(Your objective): When you spot the word "brick" in a line of the data below, copy that line.

=== Entries provided ===

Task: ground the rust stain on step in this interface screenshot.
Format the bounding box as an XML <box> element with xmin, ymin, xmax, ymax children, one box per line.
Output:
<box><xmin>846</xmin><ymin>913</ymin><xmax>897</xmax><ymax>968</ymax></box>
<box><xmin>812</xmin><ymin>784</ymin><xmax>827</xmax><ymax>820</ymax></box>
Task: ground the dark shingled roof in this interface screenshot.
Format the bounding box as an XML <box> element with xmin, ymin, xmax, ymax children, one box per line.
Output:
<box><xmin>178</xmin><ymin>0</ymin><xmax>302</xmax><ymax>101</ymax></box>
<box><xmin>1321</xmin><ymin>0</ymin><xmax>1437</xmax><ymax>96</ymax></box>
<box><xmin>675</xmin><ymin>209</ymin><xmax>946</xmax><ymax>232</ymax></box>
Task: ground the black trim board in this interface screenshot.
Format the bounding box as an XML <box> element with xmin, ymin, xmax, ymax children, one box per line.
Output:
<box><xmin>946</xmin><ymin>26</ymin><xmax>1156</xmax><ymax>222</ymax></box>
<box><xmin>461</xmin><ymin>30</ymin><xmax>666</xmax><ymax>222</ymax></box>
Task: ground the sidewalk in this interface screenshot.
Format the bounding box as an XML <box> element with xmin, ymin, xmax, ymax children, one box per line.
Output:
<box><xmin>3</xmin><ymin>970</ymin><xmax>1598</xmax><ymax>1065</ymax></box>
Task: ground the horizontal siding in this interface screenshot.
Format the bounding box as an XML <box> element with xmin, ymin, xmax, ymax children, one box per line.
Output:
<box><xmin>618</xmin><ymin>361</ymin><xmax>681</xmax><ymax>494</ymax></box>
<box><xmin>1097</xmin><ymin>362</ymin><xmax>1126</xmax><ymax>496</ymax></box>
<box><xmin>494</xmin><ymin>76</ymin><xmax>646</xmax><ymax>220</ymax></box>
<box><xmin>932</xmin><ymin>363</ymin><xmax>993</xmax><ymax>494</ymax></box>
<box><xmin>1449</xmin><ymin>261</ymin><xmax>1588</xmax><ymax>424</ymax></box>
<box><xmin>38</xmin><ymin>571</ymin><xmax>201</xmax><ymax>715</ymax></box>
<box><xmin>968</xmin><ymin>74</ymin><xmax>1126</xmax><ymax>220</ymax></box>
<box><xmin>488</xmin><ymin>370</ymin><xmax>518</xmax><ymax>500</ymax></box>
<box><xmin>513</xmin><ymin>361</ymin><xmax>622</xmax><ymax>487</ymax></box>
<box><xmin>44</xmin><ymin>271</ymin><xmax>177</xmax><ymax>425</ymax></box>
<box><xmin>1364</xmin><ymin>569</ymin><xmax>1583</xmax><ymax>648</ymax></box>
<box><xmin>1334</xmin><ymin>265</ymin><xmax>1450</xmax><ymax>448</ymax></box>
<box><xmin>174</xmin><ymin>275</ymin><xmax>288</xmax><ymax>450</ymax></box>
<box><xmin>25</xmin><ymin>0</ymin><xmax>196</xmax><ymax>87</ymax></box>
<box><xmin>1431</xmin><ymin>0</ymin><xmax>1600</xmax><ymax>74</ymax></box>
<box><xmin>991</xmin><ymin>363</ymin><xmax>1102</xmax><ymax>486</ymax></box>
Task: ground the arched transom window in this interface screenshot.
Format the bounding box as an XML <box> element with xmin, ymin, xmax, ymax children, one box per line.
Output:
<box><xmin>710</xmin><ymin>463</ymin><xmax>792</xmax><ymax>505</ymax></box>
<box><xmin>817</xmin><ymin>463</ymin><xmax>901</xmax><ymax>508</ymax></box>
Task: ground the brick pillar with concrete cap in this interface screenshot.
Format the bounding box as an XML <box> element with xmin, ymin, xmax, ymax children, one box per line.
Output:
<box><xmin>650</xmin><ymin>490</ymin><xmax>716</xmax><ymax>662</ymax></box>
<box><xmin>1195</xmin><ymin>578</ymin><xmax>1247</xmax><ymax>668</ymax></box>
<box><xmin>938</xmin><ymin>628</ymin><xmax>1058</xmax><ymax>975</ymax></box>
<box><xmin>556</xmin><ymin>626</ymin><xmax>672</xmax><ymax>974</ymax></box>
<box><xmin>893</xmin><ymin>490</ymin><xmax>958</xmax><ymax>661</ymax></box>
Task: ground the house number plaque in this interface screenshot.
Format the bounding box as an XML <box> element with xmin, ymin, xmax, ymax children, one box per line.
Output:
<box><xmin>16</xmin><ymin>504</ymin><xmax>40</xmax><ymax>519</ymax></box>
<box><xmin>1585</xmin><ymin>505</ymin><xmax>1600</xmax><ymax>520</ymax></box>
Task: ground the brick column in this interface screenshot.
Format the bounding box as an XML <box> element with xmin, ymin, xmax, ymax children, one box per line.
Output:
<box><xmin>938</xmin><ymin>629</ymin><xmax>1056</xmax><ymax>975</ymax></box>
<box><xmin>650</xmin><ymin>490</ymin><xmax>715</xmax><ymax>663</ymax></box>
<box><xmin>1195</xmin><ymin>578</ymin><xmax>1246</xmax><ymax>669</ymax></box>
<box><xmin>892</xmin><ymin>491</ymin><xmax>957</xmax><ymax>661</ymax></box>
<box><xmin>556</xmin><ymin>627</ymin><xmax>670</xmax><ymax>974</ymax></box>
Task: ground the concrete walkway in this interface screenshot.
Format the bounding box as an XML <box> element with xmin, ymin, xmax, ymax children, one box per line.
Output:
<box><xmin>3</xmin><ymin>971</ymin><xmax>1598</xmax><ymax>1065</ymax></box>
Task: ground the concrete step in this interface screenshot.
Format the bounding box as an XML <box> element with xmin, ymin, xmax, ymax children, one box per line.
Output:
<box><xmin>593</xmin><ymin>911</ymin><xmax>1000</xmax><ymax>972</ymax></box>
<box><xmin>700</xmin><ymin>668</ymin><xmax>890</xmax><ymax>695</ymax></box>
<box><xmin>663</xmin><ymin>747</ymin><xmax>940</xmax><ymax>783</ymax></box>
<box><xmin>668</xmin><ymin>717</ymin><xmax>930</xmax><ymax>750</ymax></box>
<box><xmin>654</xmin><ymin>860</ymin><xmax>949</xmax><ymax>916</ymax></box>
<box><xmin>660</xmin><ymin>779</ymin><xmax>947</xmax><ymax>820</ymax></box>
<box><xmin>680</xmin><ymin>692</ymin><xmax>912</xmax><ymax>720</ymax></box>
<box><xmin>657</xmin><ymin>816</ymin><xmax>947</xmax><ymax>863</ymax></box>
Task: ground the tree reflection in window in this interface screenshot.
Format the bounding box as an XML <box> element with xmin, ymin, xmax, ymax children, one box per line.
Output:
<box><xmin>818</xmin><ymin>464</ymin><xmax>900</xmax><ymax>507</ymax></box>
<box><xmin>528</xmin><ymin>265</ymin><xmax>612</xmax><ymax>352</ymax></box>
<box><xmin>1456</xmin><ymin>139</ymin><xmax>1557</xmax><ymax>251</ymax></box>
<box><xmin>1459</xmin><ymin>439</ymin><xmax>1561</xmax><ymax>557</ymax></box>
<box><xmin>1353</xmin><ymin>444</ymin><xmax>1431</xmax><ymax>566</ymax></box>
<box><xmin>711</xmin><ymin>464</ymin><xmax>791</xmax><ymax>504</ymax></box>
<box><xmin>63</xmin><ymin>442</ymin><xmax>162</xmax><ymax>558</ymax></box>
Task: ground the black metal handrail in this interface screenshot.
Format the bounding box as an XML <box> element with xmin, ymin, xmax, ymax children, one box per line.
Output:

===

(Written answer):
Task: ground the brick pillar with concrete cap in this interface screenshot.
Task: ground the brick column in this interface screenshot.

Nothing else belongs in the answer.